▸ **What you need to do**: Without altering anything, output the material below.

▸ **Working data**:
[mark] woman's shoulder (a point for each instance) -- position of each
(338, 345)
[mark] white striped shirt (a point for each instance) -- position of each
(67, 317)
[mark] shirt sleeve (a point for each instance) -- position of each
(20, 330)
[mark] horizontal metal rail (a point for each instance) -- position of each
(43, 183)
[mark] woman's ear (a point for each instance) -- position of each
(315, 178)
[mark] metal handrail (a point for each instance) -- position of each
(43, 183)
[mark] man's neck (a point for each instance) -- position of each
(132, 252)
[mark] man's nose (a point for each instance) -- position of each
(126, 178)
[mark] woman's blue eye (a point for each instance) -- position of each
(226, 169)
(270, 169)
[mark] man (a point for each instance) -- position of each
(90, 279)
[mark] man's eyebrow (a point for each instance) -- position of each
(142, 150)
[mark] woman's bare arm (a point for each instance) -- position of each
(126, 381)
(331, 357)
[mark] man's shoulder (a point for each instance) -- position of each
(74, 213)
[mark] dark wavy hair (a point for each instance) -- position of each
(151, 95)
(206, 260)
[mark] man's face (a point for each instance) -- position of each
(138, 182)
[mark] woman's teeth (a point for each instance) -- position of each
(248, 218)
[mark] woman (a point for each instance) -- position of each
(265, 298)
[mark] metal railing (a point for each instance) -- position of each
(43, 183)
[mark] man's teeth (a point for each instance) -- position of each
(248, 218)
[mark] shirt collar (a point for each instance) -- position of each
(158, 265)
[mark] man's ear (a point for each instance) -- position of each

▸ **Task response**:
[mark] woman's shoulder (a point for each instance) -- position of each
(338, 345)
[mark] white striped shirt (a point for each instance) -- position of each
(67, 317)
[mark] shirt sleeve (a point for each instance) -- position of each
(20, 330)
[mark] horizontal metal rail (a point for each instance) -- position of each
(43, 183)
[mark] woman's ear (a point for each instance) -- position of each
(315, 178)
[mark] metal handrail (a point for each instance) -- position of each
(43, 183)
[mark] man's neck (a point for each instance) -- position of each
(132, 252)
[mark] man's nose (a point for each instance) -- position of each
(126, 178)
[mark] woman's blue eye (a point for each instance) -- position of each
(226, 169)
(270, 169)
[mark] man (a point for each instance) -- position of each
(90, 279)
[mark] man's eyebrow (a point for each instance) -- position of each
(142, 150)
[mark] woman's bare arm (a point for each instance) -- position of each
(126, 381)
(331, 357)
[mark] man's shoulder (a point for each instance) -- position of each
(74, 213)
[mark] dark wavy hair (a point for each instance) -- position of each
(151, 95)
(206, 260)
[mark] man's face (a point for each instance) -- position of each
(138, 182)
[mark] woman's teeth (a point for each instance) -- position of each
(248, 218)
[mark] woman (a point for each instance) -- position of each
(265, 298)
[mark] metal railing (a point for each instance) -- position of each
(43, 183)
[mark] man's teeth (a point for each instance) -- position of each
(248, 218)
[mark] shirt collar (a point for each instance) -- position of each
(158, 265)
[mark] man's ear (a point for each instance) -- position of each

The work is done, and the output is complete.